• **Records supplied**:
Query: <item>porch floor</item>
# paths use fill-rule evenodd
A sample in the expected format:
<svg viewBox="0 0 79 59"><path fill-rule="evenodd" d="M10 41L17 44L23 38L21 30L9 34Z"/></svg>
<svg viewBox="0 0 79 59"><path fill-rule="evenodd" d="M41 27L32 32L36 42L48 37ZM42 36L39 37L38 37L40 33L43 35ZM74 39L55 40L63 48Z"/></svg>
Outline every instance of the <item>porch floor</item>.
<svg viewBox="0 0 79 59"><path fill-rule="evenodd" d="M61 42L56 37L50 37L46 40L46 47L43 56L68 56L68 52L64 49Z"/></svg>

• **Task statement**: Lay out all the lines above as a two-column CSV headed input and output, with one row per answer. Put the text leading up to each answer in input and the answer in output, each as a single quoted field with line breaks turned into spaces.

• **Answer**:
input,output
"Query: <item>porch floor</item> # paths use fill-rule evenodd A sample in the expected format: <svg viewBox=""0 0 79 59""><path fill-rule=""evenodd"" d=""M10 41L17 44L23 38L21 30L9 34Z""/></svg> <svg viewBox=""0 0 79 59""><path fill-rule=""evenodd"" d=""M41 27L32 32L36 42L48 37ZM42 36L39 37L38 37L40 33L43 35ZM74 39L55 40L63 48Z""/></svg> Outline every instance of the <item>porch floor</item>.","<svg viewBox=""0 0 79 59""><path fill-rule=""evenodd"" d=""M61 42L56 37L50 37L46 40L46 47L43 56L68 56L68 52L64 49Z""/></svg>"